* _REQUIRED WORK_: Make an exact copy of the listing below.

Top of DATA FOR ANALYSIS

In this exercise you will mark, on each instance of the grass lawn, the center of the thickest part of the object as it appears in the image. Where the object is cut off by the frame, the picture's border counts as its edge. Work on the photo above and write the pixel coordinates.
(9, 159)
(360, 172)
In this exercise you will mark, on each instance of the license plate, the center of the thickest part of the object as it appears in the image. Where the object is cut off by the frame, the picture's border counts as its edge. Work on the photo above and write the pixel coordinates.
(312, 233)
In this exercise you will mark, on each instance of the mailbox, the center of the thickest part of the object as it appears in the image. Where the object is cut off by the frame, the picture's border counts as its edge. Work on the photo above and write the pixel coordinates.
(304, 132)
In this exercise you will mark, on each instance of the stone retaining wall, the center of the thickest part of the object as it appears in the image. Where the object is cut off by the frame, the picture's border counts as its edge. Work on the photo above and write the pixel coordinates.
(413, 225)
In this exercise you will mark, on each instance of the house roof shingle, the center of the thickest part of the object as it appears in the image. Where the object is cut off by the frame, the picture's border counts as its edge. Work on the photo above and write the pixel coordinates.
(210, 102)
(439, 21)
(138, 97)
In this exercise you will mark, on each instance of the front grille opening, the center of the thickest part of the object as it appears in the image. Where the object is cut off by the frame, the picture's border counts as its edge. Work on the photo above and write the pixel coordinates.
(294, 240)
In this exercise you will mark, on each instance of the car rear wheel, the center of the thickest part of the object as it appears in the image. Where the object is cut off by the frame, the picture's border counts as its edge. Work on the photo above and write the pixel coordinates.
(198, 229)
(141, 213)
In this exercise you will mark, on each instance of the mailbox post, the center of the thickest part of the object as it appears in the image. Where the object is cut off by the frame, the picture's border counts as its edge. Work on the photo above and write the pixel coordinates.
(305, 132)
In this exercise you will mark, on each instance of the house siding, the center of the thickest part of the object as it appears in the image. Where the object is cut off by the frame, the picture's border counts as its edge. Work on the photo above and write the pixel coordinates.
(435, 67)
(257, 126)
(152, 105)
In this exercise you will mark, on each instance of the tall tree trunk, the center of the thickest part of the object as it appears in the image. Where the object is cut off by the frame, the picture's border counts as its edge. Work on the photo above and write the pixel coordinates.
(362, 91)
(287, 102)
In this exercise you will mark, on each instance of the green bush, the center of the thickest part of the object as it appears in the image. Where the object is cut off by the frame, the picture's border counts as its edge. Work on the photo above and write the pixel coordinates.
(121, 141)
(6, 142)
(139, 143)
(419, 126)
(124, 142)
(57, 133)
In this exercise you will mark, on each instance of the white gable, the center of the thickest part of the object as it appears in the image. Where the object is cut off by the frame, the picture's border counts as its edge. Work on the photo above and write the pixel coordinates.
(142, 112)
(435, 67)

Bottom of DATA FOR ANALYSIS

* _ANSWER TO THIS EXERCISE_:
In this exercise you will mark, on each instance of the grass lawn, the center of the thickest part of the object as it appears in the image. Where the object is cut off by the frame, the picture's border counts as its edge. Work on the photo above and write the pixel coordinates.
(9, 159)
(360, 172)
In this exercise you will mark, on each instance of the license plate, the center of the thickest part of the object as it appears in the image. Where the object is cut off by the frame, the picture's border counts as its edge. Work on the photo above and write the pixel coordinates.
(312, 233)
In this exercise you will mark, on each instance of the mailbox, the center of the thickest part of the object as it appears in the image. Where the object is cut off by the frame, the picture's border counts as its edge. Work on the photo above and write the pixel coordinates.
(304, 132)
In this exercise you will mark, on each instance of the stone retaining wall, the center of the thickest part of the object as it appears in the image. Where the object is cut off by the frame, the picture's border counts as its edge. Work on the photo above and write the pixel coordinates.
(413, 225)
In this exercise you will mark, on each instance of the house roof shingle, the center of the thickest part of the object as it appears in the image. Where the object is cut off by the frame, the picture's border counts as its edge. Work on the photo above and write the pixel coordinates.
(210, 102)
(439, 21)
(138, 97)
In this exercise you will mark, on each instance of the front grille opening, the center of the thickest part of the object as it appears in the image. Where the object is cut off by the frame, the picture's border counts as its edge. Work on the photo above and write the pixel coordinates.
(294, 240)
In this exercise you will mark, on each instance of the car rear wheel, the center of the thickest part of the object as it appears in the image. Where the object is cut off by the frame, the picture's border counts as its edge. Work on the photo above and write the pixel coordinates.
(198, 229)
(141, 213)
In this exercise you will mark, on each instance of the mailbox post, the center of the thickest part of the object as it appears in the image. Where the object is cut off by the frame, the picture's border counts as its edge. Work on the photo above and write the pixel coordinates.
(305, 132)
In this exercise you will mark, on each instance of the house siding, the center of the thickest part of the object as it appears in the image. Where the object is cut off by the frame, the picture's border counts as its edge. Work on the photo above and write the pixel coordinates.
(435, 67)
(257, 126)
(152, 105)
In this exercise you will mark, on each instance of the tall tree trunk, the center of the thickest part of the object as it appears in the image. Where the object is cut off by the frame, the picture's border counts as its edge. Work on the photo above and write the pixel coordinates.
(362, 91)
(287, 102)
In this exercise you will mark, on each instance of the green bush, the center of the thickest part of the object as it appears in the image. Where the object is cut off by the frame, the picture's border counts as its edge. Work on the photo above and write the pixel coordinates.
(121, 141)
(6, 142)
(139, 143)
(419, 126)
(124, 142)
(57, 133)
In this exercise you will mark, on each instance of the white gable, the center of the thickest part of the object as it appears in the image. Where the object is cut off by the frame, the picture's border counts as its edge. Work on the photo above and write the pixel coordinates.
(142, 112)
(435, 67)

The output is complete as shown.